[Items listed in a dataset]
───
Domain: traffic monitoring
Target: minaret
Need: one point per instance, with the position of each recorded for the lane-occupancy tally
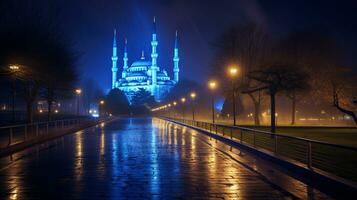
(125, 59)
(154, 67)
(176, 59)
(114, 60)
───
Swap "minaret" for "dome" throughout the material and write it out again with nothing else changed. Leave the pictures out of the answer.

Reply to the task
Domain: traffic monitoring
Target: dome
Need: one point per instance, with the position of each recorded for the lane-occupancy tally
(125, 59)
(154, 67)
(176, 59)
(114, 60)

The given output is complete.